• SHORT EXERCISE
Copy out the data below, swapping every "Quickstart" for "Getting Started" and keeping everything else the same. Leave the pictures out of your copy.

[Point placement records]
● ● ● ● ● ● ●
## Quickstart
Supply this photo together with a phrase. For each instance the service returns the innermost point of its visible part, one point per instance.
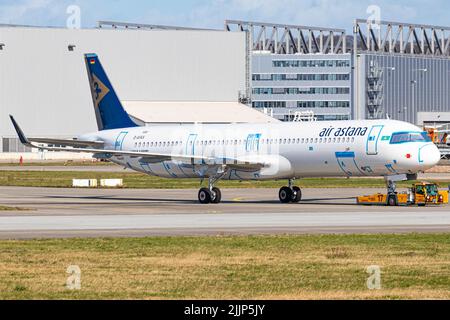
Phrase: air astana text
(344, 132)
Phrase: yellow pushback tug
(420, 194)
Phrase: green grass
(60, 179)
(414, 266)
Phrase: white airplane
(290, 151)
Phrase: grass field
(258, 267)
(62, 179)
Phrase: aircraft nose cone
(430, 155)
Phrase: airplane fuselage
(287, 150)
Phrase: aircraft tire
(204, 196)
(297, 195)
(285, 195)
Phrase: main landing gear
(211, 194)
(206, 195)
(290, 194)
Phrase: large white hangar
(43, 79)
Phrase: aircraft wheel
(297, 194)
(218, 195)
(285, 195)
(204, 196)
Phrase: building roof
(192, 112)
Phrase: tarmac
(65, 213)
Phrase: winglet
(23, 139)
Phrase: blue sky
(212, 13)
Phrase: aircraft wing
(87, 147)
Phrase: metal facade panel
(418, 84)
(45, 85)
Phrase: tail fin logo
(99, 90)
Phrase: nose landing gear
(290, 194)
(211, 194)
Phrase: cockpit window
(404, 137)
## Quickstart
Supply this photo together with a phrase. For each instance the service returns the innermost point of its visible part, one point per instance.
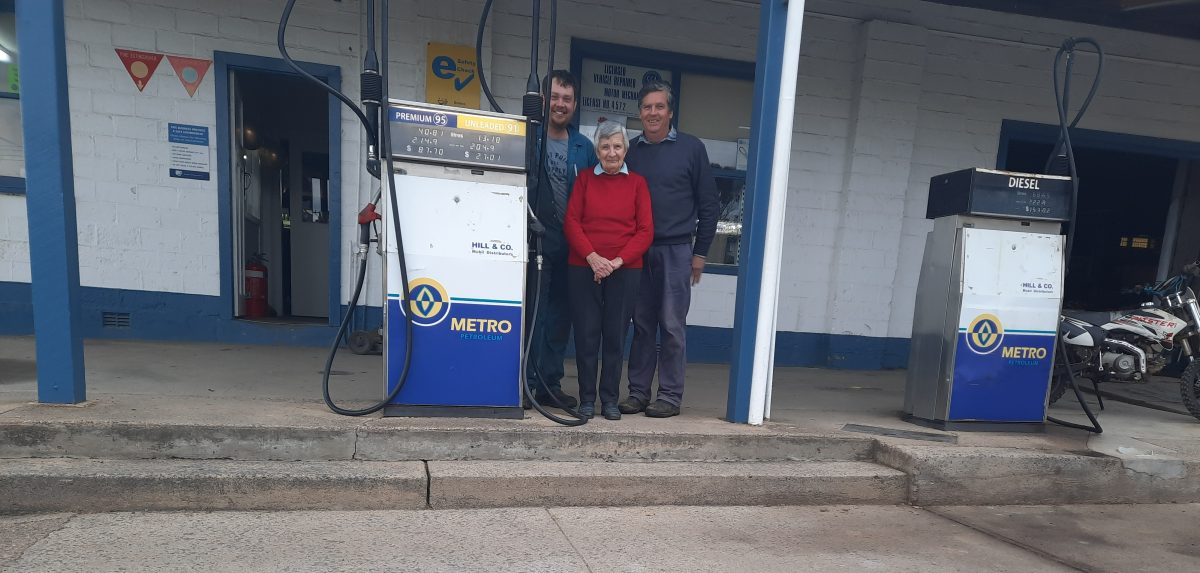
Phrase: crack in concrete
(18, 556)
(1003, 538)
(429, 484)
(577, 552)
● ● ● ● ● ● ●
• EXERCISE SOLUTION
## Getting Started
Supply this photo together with a phrase. For each instance the service returns the innermost point of its visible part, one point per instance.
Phrase: air astana text
(344, 132)
Phrase: yellow pushback tug
(420, 194)
Phrase: green grass
(60, 179)
(414, 266)
Phrase: white airplane
(290, 151)
Phrase: grass field
(258, 267)
(62, 179)
Phrase: aircraft nose cone
(430, 155)
Phrase: airplane fuselage
(287, 150)
Phrase: aircraft tire
(204, 196)
(297, 195)
(285, 195)
Phrase: main landing gear
(211, 194)
(206, 195)
(290, 194)
Phrase: large white hangar
(43, 79)
Phrase: aircraft wheel
(297, 194)
(218, 195)
(285, 195)
(204, 196)
Phrase: building roof
(192, 112)
Phrase: tarmac
(65, 213)
Phrase: winglet
(23, 139)
Phrase: blue sky
(212, 13)
Phrase: aircraft wing
(87, 147)
Phrase: metal facade panel
(418, 84)
(45, 85)
Phrase: tail fin logo
(99, 90)
Phrase: nose landing gear
(290, 194)
(211, 194)
Phrase: cockpit window
(404, 137)
## Getting Started
Supply this photo together with a phrase. For each instance the service returns the innermost point of its visible part, one point per instance.
Phrase: crack in concrete
(18, 556)
(1003, 538)
(429, 484)
(577, 552)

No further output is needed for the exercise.